(begin)
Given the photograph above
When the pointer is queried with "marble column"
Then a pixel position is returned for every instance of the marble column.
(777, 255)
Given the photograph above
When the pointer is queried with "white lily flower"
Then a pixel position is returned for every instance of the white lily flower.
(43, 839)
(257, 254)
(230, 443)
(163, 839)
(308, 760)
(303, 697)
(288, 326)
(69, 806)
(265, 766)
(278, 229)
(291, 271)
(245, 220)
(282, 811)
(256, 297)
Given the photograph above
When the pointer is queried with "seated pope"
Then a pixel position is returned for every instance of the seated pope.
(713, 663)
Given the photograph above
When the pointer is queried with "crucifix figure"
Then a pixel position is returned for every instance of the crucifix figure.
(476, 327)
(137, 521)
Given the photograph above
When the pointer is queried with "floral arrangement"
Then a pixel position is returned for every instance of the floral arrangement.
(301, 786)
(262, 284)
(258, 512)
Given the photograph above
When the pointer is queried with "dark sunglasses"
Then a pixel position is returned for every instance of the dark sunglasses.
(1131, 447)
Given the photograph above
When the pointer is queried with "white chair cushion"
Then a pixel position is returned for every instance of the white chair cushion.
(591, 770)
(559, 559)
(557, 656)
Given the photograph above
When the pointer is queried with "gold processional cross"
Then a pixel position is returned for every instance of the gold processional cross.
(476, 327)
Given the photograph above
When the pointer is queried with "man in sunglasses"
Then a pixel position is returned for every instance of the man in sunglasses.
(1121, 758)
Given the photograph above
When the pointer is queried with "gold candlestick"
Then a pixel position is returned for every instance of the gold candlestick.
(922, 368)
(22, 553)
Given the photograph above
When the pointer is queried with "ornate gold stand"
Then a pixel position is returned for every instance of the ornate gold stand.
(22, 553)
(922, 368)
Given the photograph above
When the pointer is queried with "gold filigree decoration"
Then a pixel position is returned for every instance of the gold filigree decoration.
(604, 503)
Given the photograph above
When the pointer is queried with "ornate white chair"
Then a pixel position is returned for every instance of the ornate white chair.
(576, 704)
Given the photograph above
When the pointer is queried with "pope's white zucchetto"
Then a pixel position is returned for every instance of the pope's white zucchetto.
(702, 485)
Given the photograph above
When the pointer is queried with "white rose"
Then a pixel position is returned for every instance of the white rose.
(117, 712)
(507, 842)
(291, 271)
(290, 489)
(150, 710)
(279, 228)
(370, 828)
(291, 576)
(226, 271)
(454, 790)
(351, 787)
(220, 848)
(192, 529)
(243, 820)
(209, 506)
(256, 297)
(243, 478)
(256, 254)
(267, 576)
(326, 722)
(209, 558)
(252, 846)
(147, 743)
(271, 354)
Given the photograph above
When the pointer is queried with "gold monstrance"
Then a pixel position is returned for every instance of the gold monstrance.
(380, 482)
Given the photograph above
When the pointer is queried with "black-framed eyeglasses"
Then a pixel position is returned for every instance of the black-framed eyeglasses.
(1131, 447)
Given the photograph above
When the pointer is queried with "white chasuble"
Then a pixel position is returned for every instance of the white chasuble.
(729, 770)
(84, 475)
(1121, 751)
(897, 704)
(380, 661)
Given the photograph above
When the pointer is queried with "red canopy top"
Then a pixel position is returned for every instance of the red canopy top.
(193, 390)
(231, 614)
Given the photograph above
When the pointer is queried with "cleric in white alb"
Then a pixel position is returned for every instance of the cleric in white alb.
(end)
→ **Problem**: Using the listing above, retype each line exactly.

→ **Worked solution**:
Given the photograph above
When the pointer is queried with "marble column"
Then a pixel position is returned for every instance of the marble column.
(777, 255)
Given the photograph above
When the pointer is queried with "white lily flower"
Then a pixel position is returned for every instance of the white lily flower.
(43, 839)
(257, 254)
(230, 443)
(163, 839)
(308, 760)
(303, 697)
(288, 326)
(69, 806)
(265, 766)
(278, 229)
(291, 271)
(245, 220)
(282, 811)
(256, 297)
Given the photograph above
When the pointer is queried with "seated pope"
Then a pixel position is returned for every instance of the seated pope.
(713, 663)
Given the photograph above
When the pointer is queried with "crucifix figure"
Then a pixel position is returned for every instance of the crucifix figure.
(476, 327)
(137, 521)
Given the photograph above
When the pointer is queried with "floral arrangement"
Then a pixel position is returned for every instance of the floral arrangement.
(301, 786)
(262, 284)
(258, 512)
Given the photograph above
When the pointer is queried with "dark sunglasses"
Then a pixel position is returned for every instance of the dark sunglasses.
(1131, 447)
Given the photograph above
When the pointer is queried with "white chair cushion"
Then a pixel position is returned for every instance of the white chair cushion.
(591, 770)
(559, 559)
(557, 656)
Given the photograph above
When the pointer is queried with "gold processional cross"
Then a pixel position is returned for every instance of the gold processional cross.
(476, 327)
Given the photograph above
When the pointer is queried with "man in sunglasses"
Then a pixel position is returned for every instance of the man in sunglasses.
(1121, 758)
Given the photograph above
When the pointer is queried with "gold candlestick"
Then a pixel position is returned for every instance of the gold candlestick.
(922, 368)
(22, 553)
Given the photograph above
When the pointer is queried with "ornate gold stand"
Then a pixel position is returned for every instance of the ornate gold stand.
(22, 553)
(922, 368)
Given the photograph above
When the pointer is queried with "gold filigree decoration"
Then a pixel position is returned for every instance of the gold filigree decoration.
(604, 503)
Given the photograph above
When the pointer is queried with "ornate white chair"
Then a pixel position is returned for every instance of the ornate white chair.
(576, 704)
Given the photograph above
When the pointer is queried with "pope's white zucchetto"
Then a pixel position is returned for every instance of the pope's white zucchetto.
(702, 485)
Given the photograph above
When the pointer is queried with "white rose"
Then a pixel position is returned for every instance of the white rose.
(117, 712)
(507, 842)
(291, 271)
(290, 489)
(150, 710)
(279, 228)
(370, 828)
(291, 576)
(226, 271)
(454, 790)
(351, 787)
(220, 848)
(192, 529)
(243, 820)
(209, 506)
(256, 297)
(243, 478)
(256, 254)
(267, 576)
(326, 722)
(209, 558)
(252, 846)
(147, 743)
(271, 354)
Given the photograph above
When the pointer is queried with "gold monstrance"
Then a pixel position is returned for every instance of the gold monstrance.
(380, 482)
Given the photograph above
When the pointer is queried with "black-framed eyeglasses"
Then a pixel position is returned for every instance of the black-framed eyeglasses.
(1131, 447)
Given the photograph above
When the pointer is queried with "white chasuble"
Then a pixel position is returned for every instance of the white chasuble.
(729, 770)
(84, 475)
(1121, 751)
(897, 704)
(380, 661)
Given the photograph above
When the pointer is queried with "red canopy top"
Then a pixel position is returned for every instance of the red canopy top.
(193, 390)
(231, 614)
Given the photograph above
When the pointer is queried with "cleric in white alb"
Then a pixel position is returned for every instance of the cleric in white alb.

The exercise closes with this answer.